EXERCISE INSTRUCTIONS – Exactly the lines below from the one with "Query: dirt patch" up to and including the one with "x=897 y=273" make up the answer, with nothing else added.

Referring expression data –
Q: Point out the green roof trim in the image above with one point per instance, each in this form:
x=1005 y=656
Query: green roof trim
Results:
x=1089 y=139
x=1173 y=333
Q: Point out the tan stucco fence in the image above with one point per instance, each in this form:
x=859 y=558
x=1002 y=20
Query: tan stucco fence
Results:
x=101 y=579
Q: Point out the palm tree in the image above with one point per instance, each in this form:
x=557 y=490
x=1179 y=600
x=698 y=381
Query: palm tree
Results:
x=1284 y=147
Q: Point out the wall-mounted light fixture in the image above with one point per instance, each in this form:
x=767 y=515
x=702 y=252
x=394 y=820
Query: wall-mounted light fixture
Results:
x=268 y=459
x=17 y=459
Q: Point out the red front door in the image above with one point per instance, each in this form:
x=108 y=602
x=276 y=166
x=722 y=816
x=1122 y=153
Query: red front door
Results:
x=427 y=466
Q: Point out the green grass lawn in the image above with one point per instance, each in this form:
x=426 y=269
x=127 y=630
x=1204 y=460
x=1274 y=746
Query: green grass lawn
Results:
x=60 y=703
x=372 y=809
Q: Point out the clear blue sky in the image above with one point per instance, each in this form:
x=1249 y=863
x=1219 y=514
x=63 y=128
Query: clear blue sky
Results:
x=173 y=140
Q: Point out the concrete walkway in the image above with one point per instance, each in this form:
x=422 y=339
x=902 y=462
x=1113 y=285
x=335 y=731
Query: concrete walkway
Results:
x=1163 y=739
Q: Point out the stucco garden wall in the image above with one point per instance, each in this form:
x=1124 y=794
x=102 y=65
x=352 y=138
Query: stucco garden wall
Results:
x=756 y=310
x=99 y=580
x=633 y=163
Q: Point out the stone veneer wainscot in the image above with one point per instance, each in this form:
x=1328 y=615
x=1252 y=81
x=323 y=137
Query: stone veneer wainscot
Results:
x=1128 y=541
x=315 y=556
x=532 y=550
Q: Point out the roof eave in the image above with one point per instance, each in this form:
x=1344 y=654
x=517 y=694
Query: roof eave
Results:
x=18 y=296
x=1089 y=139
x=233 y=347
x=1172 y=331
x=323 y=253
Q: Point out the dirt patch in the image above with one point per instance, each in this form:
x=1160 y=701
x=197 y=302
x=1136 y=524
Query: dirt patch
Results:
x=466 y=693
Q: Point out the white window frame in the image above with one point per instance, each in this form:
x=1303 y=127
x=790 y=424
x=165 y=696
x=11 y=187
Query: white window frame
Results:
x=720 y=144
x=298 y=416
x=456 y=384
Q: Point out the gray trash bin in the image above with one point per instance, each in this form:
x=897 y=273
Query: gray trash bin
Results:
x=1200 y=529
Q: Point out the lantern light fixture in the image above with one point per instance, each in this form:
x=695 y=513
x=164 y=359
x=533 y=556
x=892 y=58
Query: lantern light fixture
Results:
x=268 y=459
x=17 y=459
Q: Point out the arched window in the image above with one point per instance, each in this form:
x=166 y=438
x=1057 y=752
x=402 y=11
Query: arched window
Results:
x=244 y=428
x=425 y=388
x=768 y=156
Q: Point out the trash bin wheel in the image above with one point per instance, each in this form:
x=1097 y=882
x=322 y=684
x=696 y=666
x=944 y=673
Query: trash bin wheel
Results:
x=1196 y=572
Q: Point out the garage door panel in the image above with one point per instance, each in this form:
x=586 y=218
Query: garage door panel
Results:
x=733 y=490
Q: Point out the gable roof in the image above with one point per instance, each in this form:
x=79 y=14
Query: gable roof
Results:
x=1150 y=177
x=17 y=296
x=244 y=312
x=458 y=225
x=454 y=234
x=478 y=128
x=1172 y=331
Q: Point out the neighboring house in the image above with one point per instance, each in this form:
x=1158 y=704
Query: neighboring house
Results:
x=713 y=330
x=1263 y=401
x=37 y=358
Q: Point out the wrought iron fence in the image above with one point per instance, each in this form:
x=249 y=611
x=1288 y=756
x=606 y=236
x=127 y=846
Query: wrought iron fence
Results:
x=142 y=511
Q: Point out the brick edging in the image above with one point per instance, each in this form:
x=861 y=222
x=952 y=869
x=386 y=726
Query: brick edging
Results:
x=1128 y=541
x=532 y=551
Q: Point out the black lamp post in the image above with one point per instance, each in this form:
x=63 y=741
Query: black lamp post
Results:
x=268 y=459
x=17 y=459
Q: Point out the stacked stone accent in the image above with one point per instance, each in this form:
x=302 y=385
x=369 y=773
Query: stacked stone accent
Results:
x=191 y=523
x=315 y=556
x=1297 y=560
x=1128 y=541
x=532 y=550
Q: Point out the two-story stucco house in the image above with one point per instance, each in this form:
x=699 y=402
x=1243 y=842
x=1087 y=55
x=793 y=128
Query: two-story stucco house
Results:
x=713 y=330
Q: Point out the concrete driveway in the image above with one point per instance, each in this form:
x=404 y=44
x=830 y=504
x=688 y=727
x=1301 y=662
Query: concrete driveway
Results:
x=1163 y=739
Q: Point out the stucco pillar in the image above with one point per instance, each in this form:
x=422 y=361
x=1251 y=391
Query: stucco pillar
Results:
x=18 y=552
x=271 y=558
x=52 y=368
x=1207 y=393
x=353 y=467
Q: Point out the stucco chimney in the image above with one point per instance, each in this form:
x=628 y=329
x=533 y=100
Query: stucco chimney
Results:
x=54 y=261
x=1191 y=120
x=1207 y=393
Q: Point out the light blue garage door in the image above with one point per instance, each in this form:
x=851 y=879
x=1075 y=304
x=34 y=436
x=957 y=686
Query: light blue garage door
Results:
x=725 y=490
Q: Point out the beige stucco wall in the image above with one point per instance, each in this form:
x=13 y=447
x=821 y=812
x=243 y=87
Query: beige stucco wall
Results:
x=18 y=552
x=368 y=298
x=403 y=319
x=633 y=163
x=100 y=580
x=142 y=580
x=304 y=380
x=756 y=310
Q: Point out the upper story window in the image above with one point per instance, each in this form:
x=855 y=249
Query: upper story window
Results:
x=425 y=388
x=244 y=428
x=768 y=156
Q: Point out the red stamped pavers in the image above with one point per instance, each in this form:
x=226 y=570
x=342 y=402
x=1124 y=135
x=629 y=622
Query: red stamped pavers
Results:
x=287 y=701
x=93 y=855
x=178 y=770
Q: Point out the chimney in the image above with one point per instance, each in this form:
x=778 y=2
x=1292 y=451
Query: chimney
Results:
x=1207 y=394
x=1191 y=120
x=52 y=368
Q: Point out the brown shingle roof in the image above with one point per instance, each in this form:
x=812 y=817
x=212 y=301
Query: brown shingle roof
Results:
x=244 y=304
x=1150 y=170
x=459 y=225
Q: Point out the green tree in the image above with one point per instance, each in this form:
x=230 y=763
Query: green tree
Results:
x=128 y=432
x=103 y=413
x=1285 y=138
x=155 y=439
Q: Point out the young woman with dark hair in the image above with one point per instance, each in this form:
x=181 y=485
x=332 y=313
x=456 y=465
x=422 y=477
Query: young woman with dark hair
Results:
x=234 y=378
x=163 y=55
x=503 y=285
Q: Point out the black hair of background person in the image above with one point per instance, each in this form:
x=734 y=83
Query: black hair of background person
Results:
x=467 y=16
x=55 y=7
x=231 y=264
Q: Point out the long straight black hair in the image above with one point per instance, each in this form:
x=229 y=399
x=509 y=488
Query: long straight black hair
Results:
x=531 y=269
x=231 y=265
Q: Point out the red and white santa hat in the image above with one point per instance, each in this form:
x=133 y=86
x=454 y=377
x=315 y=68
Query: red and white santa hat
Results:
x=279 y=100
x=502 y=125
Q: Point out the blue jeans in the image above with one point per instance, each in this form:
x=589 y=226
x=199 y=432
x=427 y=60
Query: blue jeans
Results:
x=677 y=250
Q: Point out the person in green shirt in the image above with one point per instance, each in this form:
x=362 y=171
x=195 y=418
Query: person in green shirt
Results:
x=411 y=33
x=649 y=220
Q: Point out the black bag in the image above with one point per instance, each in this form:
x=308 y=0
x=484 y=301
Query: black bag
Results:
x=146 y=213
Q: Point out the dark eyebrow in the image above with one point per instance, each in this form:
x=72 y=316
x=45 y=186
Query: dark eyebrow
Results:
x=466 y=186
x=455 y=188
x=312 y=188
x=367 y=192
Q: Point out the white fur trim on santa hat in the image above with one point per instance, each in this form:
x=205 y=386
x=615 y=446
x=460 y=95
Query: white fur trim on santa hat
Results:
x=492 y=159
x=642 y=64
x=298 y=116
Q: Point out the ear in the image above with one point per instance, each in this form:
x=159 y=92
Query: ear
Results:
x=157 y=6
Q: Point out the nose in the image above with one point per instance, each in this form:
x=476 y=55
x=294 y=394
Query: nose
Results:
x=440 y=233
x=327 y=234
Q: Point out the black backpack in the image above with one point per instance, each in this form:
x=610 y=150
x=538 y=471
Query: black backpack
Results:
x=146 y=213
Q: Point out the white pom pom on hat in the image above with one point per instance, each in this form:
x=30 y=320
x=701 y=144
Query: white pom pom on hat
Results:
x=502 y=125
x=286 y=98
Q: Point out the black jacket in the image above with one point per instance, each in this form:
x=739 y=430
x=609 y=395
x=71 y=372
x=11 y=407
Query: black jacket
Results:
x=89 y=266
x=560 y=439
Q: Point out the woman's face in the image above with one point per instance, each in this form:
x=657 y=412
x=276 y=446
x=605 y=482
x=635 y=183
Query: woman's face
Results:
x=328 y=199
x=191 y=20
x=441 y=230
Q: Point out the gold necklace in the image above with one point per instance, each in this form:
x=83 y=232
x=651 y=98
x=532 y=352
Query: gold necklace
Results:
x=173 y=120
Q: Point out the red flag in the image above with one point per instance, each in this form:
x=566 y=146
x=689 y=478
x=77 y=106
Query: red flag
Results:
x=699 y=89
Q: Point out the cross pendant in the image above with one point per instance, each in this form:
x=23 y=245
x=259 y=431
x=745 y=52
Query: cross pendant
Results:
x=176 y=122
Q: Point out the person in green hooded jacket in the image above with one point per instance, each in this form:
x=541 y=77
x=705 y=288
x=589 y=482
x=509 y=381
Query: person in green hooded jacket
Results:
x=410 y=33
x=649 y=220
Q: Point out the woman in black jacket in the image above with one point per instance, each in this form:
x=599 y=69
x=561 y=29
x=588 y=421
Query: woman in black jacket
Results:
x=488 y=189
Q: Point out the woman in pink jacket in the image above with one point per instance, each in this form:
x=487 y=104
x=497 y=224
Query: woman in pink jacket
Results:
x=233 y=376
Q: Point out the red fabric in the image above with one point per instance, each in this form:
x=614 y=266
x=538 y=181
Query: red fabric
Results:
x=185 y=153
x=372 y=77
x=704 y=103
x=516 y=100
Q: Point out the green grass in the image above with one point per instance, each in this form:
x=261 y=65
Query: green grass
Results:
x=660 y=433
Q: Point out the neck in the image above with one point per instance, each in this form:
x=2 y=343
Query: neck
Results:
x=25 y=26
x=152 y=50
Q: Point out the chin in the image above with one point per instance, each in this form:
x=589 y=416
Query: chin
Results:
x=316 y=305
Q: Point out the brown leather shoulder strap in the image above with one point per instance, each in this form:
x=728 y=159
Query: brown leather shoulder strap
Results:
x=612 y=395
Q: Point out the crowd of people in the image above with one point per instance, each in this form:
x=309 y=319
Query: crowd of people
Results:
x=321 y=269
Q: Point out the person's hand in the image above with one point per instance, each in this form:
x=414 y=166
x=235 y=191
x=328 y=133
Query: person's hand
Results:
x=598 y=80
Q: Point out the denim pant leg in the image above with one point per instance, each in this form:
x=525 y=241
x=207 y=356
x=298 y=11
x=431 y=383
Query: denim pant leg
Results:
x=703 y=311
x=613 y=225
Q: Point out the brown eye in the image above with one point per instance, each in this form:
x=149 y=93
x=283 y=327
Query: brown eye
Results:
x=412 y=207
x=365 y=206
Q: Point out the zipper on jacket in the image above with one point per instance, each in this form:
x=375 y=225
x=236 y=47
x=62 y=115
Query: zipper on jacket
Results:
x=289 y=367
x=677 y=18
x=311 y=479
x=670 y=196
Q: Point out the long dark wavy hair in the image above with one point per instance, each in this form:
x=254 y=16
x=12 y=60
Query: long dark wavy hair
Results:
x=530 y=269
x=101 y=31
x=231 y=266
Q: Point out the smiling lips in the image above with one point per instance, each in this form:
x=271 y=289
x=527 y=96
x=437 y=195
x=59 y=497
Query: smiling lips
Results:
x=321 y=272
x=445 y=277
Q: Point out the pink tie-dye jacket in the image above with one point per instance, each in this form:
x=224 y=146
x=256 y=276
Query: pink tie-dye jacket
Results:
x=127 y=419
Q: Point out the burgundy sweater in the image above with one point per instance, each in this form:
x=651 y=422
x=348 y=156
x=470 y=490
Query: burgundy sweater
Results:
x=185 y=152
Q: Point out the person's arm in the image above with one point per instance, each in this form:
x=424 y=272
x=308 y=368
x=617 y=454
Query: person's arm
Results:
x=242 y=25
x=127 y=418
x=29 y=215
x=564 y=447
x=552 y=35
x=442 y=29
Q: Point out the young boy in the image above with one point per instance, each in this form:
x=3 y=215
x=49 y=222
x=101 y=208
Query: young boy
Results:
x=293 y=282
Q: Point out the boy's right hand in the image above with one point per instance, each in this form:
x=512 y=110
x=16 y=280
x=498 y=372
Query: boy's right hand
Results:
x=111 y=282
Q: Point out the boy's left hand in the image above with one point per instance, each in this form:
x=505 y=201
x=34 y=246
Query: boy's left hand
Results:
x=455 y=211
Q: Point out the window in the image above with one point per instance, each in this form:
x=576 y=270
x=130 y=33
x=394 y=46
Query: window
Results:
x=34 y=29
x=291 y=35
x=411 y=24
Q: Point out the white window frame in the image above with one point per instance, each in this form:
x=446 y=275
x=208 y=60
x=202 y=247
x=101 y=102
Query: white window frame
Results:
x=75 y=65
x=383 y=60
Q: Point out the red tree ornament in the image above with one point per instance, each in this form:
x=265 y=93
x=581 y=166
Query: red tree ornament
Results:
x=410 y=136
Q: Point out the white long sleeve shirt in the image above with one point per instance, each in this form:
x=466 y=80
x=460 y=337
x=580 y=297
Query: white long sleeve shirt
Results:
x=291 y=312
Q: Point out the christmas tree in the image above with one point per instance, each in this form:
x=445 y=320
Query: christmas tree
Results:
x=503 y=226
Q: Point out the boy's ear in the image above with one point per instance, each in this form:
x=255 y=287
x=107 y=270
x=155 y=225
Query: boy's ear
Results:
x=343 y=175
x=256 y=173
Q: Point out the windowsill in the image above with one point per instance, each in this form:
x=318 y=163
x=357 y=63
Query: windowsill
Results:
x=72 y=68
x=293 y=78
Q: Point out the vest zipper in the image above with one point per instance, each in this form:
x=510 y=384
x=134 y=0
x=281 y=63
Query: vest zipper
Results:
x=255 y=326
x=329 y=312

RESPONSE AREA –
Query: dirt patch
Results:
x=466 y=693
Q: Point out the white window frame in the image above with one point per instance, each in this form:
x=1303 y=127
x=790 y=424
x=165 y=696
x=11 y=187
Query: white window frame
Results:
x=720 y=144
x=298 y=416
x=456 y=384
Q: Point out the gray trash bin in the image above with one point per instance, each in this form:
x=897 y=273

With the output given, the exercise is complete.